> WHAT IS NEEDED
Reproduce the listing below, changing each instance of "drop a marker" to "place a point" and leaving every other word as it is.

(Location annotation dataset excerpts)

=====

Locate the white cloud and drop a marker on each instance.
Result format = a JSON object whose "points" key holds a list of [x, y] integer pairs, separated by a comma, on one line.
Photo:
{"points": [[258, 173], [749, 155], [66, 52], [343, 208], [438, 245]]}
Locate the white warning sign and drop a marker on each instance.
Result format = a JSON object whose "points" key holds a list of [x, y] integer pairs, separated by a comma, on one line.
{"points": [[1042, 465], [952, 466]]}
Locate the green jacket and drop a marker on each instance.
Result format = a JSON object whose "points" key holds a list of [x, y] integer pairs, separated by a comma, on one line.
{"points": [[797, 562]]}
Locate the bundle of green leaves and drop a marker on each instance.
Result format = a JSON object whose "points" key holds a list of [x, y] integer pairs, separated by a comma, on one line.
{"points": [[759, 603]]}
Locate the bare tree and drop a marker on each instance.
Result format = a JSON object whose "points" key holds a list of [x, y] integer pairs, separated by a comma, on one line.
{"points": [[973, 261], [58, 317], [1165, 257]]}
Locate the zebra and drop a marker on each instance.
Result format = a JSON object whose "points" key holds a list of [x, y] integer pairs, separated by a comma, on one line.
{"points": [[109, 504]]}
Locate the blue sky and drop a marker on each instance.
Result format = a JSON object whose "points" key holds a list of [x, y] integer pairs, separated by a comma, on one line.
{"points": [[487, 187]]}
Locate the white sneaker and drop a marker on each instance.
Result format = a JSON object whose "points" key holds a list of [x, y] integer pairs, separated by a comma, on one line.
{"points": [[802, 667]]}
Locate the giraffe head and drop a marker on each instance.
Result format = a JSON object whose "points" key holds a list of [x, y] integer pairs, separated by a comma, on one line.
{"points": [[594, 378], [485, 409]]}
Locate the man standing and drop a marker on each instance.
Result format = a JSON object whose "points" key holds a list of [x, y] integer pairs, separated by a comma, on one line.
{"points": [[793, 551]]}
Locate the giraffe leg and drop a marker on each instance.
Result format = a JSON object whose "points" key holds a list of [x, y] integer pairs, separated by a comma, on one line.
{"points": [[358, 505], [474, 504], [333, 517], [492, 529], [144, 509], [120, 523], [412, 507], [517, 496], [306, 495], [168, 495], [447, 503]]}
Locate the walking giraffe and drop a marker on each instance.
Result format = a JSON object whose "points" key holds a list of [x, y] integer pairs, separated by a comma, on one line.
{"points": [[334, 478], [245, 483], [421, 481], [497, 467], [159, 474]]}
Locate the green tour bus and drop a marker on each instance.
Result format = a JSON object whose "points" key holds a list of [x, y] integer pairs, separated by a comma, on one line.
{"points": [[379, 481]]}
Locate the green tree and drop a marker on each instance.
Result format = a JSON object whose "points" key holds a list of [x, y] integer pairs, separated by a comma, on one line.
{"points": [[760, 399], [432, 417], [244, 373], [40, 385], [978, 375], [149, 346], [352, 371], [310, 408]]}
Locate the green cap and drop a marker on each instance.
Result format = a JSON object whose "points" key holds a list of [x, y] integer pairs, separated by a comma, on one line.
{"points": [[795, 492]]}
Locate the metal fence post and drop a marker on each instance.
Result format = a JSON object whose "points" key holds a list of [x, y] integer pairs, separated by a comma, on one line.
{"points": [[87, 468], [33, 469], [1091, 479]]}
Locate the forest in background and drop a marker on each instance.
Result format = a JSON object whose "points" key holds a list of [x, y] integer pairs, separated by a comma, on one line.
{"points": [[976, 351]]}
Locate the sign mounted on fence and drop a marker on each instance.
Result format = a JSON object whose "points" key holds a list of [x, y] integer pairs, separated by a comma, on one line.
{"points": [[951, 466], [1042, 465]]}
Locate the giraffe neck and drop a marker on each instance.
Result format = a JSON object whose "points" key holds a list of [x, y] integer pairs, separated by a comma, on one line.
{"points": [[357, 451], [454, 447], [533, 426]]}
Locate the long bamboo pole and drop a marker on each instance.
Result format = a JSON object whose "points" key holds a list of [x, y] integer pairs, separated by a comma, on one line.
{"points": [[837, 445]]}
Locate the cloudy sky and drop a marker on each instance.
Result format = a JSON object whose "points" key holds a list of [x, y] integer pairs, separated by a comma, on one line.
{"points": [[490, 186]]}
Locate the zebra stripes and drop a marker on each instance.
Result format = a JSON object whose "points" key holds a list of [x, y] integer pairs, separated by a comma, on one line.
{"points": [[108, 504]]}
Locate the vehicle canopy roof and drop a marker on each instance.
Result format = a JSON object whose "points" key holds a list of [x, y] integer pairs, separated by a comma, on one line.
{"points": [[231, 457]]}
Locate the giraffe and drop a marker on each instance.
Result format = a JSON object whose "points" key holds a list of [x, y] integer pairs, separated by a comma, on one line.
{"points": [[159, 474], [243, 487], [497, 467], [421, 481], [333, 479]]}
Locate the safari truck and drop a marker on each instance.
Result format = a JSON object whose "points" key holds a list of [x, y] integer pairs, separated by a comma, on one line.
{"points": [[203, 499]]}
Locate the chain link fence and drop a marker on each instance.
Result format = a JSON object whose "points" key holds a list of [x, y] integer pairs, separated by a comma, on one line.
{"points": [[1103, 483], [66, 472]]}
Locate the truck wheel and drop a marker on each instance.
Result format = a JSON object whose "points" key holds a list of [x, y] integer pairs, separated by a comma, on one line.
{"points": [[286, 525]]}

=====

> THE ANSWER
Locate the white cloud and place a point on each instance.
Result format = a JSON object whose "points" key holds a list of [x, y] integer pairs, separated by a comma, on one line.
Photo:
{"points": [[258, 173], [749, 155], [66, 52], [343, 208], [438, 245]]}
Locate the white warning sign and place a point on each instance.
Result format = a JSON object whose "points" key holds a list of [x, y] integer pairs, separated by a comma, on one line.
{"points": [[1042, 465], [952, 466]]}
Locate the green jacket and place a point on each instance.
Result format = a JSON object whose "points" key holds a list of [x, y] integer pairs, separated by a comma, on one line.
{"points": [[797, 562]]}
Locate the bundle of green leaves and place a point on each instance.
Result format = a JSON object whose "points" key holds a list of [x, y] integer pairs, separated by a comma, on one line.
{"points": [[759, 603]]}
Locate the bare tree and place a point on each instance.
Result format = a JSON object whose "points" key holds a list of [x, y] integer pairs, separated by a comma, on one line.
{"points": [[973, 261], [58, 317], [1165, 257]]}
Locate the zebra and place a point on each instance.
Result format = a JSON object whose "points" key holds a list of [x, y] integer pairs, separated by a comma, on one line.
{"points": [[109, 504]]}
Locate the blue sky and place a point on each instance.
Result format = a JSON object whose "points" key holds a list of [x, y] integer pairs, separated by a comma, on one line.
{"points": [[487, 187]]}
Locate the white sneaker and place a point on each instance.
Result format = a JSON object whose "points" key holds a list of [x, y] integer pairs, separated by a comma, on one line.
{"points": [[802, 667]]}
Locate the giraffe head and place a point on each instance.
Result format = a JSON object whose "points" key holds a list of [x, y] integer pairs, separated by a comma, on one line.
{"points": [[594, 378], [485, 409]]}
Locate the man standing and place a point on each instance.
Result format = a JSON object whose "points" key holds a list of [x, y] integer pairs, separated by a comma, on one line.
{"points": [[793, 551]]}
Locate the giraffe leg and place a point on each instance.
Result format = a JSON object whose "points" key holds a list of [x, y] integer pairs, separated by a comma, on one line.
{"points": [[358, 505], [474, 504], [333, 517], [492, 529], [144, 509], [120, 523], [412, 507], [517, 496], [306, 495], [168, 495], [447, 503]]}
Locate the walking giraffe and place a point on each instance.
Result format = a JSON object whose "points" key holds a list of [x, y] integer pairs, separated by a comma, on one line.
{"points": [[334, 478], [245, 483], [421, 481], [497, 467], [159, 474]]}
Locate the green tour bus and place a point on each instance.
Result format = a JSON object whose "points" key holds a list of [x, y] integer pairs, separated by a comma, on one line.
{"points": [[379, 481]]}
Locate the green tree and place a point on each instance.
Result format = a JSON object whose "points" key holds a list of [x, y] integer pairs, separated by a comma, on one line.
{"points": [[760, 399], [432, 417], [244, 373], [40, 385], [978, 375], [149, 346], [352, 371], [310, 408]]}
Locate the green cap and place a point on each instance.
Result format = a JSON object whose "points" key holds a list of [x, y] integer pairs, separated by a comma, on one line.
{"points": [[795, 492]]}
Locate the metal fence post and place a point on each instance.
Result format = a JSON object whose "points" key holds a list of [x, y] integer pairs, separated by a comma, on one line.
{"points": [[87, 468], [33, 469], [1091, 479]]}
Locate the forest in background and place a point on each instance.
Result format = a JSON object whose "points" key holds a list of [x, y] integer pairs, separated by a comma, on one line.
{"points": [[976, 351]]}
Locate the sign mounted on fence and place a point on each instance.
Result format = a JSON object whose "points" key holds a list of [x, y] integer pairs, separated by a comma, on one line.
{"points": [[951, 466], [1042, 465]]}
Locate the giraffe neck and place a point on each instance.
Result format = a JSON object whose "points" key holds a list of [x, y] integer pairs, separated by a comma, on one line.
{"points": [[357, 451], [454, 447], [533, 426]]}
Locate the long bamboo pole and place a point on each instance.
Result format = a JSON object whose "points" key holds a list of [x, y] integer pairs, separated by a comma, on one line.
{"points": [[837, 445]]}
Locate the cloudy sky and place a point on each instance.
Result format = a JSON object whose "points" key holds a list of [x, y] integer pairs, separated by a comma, on one line.
{"points": [[490, 186]]}
Locate the zebra stripes and place a point on each instance.
Result format = a JSON object whose "points" key holds a list of [x, y] integer pairs, separated by a comma, on one line.
{"points": [[108, 504]]}
Locate the vehicle canopy roof and place a point on each instance.
Result format = a JSON object whose "points" key holds a list of [x, y] integer pairs, separated by a comma, on one line.
{"points": [[231, 457]]}
Locate the giraffe and place a point on each instance.
Result format = a JSON object whose "points" key holds a list of [x, y] integer pairs, separated by a comma, on one line.
{"points": [[159, 474], [243, 487], [497, 467], [421, 481], [333, 479]]}
Locate the safari truck and place a point on each instance.
Result format = a JSON object whose "points" key holds a list of [x, y] integer pairs, separated by a comma, on one line.
{"points": [[203, 499]]}
Locate the chain link fence and place a point on each instance.
Result format = a JSON object whose "points" key holds a list of [x, y] integer pairs, separated by a comma, on one line.
{"points": [[1103, 483], [66, 472]]}
Locate the truck wheel and place a point on each instance.
Result format = a JSON object whose "points" key holds a list of [x, y] integer pairs, separated by a comma, on one line.
{"points": [[286, 525]]}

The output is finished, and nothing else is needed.